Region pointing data
______________________________

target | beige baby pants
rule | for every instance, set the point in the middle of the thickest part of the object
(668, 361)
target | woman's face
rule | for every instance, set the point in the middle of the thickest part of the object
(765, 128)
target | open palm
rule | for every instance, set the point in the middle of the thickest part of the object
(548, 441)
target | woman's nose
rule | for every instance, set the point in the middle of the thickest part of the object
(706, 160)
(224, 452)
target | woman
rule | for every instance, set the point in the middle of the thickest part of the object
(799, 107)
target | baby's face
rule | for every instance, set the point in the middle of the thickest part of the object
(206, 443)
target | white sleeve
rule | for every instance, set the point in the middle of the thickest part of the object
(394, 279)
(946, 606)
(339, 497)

______________________________

:: Task to complete ::
In the entries above, find every line with the word "target" and list it.

:: Expected output ::
target | beige baby pants
target | woman's face
target | open palm
target | woman's nose
target | woman
target | baby's face
target | white sleeve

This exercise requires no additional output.